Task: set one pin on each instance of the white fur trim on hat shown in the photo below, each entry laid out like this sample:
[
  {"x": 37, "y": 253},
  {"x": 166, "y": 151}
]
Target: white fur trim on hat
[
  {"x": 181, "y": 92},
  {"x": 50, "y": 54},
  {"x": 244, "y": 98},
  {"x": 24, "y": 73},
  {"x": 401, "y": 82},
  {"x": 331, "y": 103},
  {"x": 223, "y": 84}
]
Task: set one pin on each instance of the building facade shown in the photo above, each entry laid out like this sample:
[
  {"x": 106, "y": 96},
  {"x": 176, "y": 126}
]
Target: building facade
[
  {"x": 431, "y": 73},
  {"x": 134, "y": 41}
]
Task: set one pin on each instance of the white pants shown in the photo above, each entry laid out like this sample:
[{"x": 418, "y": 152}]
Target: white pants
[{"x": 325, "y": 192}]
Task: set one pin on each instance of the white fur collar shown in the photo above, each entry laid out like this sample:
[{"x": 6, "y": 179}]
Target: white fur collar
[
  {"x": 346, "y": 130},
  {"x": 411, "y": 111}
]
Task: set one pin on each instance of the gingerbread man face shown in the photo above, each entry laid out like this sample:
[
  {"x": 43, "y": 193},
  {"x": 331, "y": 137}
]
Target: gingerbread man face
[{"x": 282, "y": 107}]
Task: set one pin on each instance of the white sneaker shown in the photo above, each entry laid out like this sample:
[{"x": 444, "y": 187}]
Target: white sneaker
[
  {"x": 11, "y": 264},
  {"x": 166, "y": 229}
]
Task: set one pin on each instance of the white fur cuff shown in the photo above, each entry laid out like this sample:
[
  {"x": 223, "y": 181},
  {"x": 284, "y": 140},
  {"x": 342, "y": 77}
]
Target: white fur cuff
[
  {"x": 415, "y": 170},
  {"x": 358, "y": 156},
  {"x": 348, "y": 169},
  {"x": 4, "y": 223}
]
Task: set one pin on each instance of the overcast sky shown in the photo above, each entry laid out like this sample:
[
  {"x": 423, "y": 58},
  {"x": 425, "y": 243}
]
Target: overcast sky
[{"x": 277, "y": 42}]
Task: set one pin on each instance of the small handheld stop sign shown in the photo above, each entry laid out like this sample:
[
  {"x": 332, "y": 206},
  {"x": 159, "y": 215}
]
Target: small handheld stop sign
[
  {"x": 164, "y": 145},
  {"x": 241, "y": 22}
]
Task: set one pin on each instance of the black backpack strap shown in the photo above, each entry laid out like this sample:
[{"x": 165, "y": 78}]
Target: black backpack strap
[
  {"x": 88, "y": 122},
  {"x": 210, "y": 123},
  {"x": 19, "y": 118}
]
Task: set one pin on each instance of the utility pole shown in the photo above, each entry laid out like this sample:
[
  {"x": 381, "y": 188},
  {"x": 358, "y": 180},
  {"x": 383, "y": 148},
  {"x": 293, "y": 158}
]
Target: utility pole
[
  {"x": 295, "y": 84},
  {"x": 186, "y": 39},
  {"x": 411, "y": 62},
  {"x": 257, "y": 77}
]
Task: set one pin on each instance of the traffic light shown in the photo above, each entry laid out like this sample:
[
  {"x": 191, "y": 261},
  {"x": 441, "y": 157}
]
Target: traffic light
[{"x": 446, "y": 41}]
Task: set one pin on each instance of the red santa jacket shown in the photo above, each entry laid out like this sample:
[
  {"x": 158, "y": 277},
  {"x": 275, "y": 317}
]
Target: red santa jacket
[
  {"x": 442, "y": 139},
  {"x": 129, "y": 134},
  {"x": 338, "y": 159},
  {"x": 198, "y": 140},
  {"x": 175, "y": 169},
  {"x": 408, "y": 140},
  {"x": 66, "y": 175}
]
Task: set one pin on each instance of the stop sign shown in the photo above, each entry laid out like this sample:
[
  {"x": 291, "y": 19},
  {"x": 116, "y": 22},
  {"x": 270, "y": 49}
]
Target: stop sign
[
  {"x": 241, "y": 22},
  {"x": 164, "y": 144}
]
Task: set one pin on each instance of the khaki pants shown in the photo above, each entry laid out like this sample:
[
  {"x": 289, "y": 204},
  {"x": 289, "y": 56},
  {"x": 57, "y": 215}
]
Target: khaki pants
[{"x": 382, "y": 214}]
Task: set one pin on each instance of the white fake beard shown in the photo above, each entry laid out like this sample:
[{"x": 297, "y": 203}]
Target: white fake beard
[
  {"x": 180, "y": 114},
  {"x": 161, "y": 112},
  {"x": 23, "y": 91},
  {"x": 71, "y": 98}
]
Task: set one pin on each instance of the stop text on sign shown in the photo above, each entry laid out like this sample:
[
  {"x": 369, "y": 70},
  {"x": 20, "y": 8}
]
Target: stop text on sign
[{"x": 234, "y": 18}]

▶ [TASK REQUIREMENTS] All of the material above needs to be copied exactly.

▶ [SOLUTION TO THE PROBLEM]
Task: set one pin on each instance of the white fur trim on hat shown in the photo below, each entry laid out like this sample:
[
  {"x": 37, "y": 253},
  {"x": 166, "y": 151}
]
Target: white fur trim on hat
[
  {"x": 181, "y": 92},
  {"x": 50, "y": 54},
  {"x": 244, "y": 98},
  {"x": 24, "y": 73},
  {"x": 401, "y": 82},
  {"x": 331, "y": 103},
  {"x": 223, "y": 84}
]
Task: set one pin on each instance of the building facade shown in the photo above, each entry laid out like this sample:
[
  {"x": 106, "y": 96},
  {"x": 176, "y": 126}
]
Target: building facade
[
  {"x": 431, "y": 73},
  {"x": 134, "y": 41}
]
Task: set one pin on each instance of the white pants shown in the photo above, each entry laid out like this sample:
[{"x": 418, "y": 152}]
Target: white pants
[{"x": 325, "y": 192}]
Task: set one pin on each instance of the white fur collar shown in the photo above, each entry laid out like this sample:
[{"x": 6, "y": 179}]
Target: white fur collar
[
  {"x": 346, "y": 130},
  {"x": 411, "y": 111}
]
Task: set one pin on each instance of the gingerbread man face shown in the photo above, each entry laid out like this sample:
[
  {"x": 43, "y": 193},
  {"x": 331, "y": 137}
]
Target: gingerbread man face
[{"x": 282, "y": 107}]
Task: set one pin on each instance of the white sneaker shown in the photo above, each entry laid out like this sample:
[{"x": 444, "y": 187}]
Target: white sneaker
[
  {"x": 11, "y": 264},
  {"x": 166, "y": 229}
]
Task: set one pin on each instance of the white fur cuff shown in the photo above, each entry laid out like this sample:
[
  {"x": 223, "y": 181},
  {"x": 284, "y": 140},
  {"x": 342, "y": 77}
]
Target: white fur cuff
[
  {"x": 415, "y": 170},
  {"x": 358, "y": 156},
  {"x": 348, "y": 169},
  {"x": 4, "y": 223}
]
Task: set one pin on each instance of the overcast sky shown in the photo above, each entry laid out like this sample:
[
  {"x": 423, "y": 58},
  {"x": 425, "y": 243}
]
Target: overcast sky
[{"x": 277, "y": 42}]
Task: set one pin on each instance of the small handheld stop sign shown in the photo above, each entry laid out like this sample:
[
  {"x": 332, "y": 206},
  {"x": 159, "y": 215}
]
Target: small handheld stop sign
[
  {"x": 164, "y": 145},
  {"x": 241, "y": 22}
]
Task: set one pin on each instance of the black backpack strap shown in the photo above, each entry laid out like this sample:
[{"x": 165, "y": 78}]
Target: black backpack strap
[
  {"x": 88, "y": 122},
  {"x": 210, "y": 123},
  {"x": 19, "y": 118}
]
Task: set one pin on each instance of the utility pole shown in the photo above, each entry laid out like this sample:
[
  {"x": 381, "y": 188},
  {"x": 358, "y": 180},
  {"x": 383, "y": 148},
  {"x": 293, "y": 158}
]
Target: utility pole
[
  {"x": 295, "y": 84},
  {"x": 186, "y": 39},
  {"x": 411, "y": 62},
  {"x": 257, "y": 77}
]
Task: set one pin on each instance of the traffic light shown in the photo above, each entry laid out like this sample:
[
  {"x": 191, "y": 261},
  {"x": 441, "y": 157}
]
Target: traffic light
[{"x": 446, "y": 41}]
Task: set one pin on each instance of the red santa jacket shown in the photo above, each entry laid out like this sample:
[
  {"x": 158, "y": 277},
  {"x": 275, "y": 317}
]
Target: red santa jacket
[
  {"x": 442, "y": 139},
  {"x": 129, "y": 134},
  {"x": 338, "y": 159},
  {"x": 198, "y": 140},
  {"x": 175, "y": 169},
  {"x": 408, "y": 140},
  {"x": 66, "y": 175}
]
Task: set one pin on each instance of the stop sign shown in the photo above, each entry laid out like this sample:
[
  {"x": 291, "y": 19},
  {"x": 116, "y": 22},
  {"x": 270, "y": 49}
]
Target: stop sign
[
  {"x": 241, "y": 22},
  {"x": 164, "y": 144}
]
Task: set one pin on each instance of the khaki pants shown in the photo above, each entry laid out like this sample:
[
  {"x": 289, "y": 204},
  {"x": 289, "y": 56},
  {"x": 57, "y": 215}
]
Target: khaki pants
[{"x": 382, "y": 214}]
Task: set one pin on each instance of the white fake beard shown in the photo above, each entry laid out like this sample:
[{"x": 297, "y": 203}]
Target: white fake beard
[
  {"x": 180, "y": 114},
  {"x": 161, "y": 112},
  {"x": 23, "y": 91},
  {"x": 71, "y": 98}
]
Task: set one pin on each instance of the stop text on sign shown in the photo above, each entry laid out like this sample:
[
  {"x": 369, "y": 70},
  {"x": 20, "y": 8}
]
Target: stop text on sign
[{"x": 234, "y": 18}]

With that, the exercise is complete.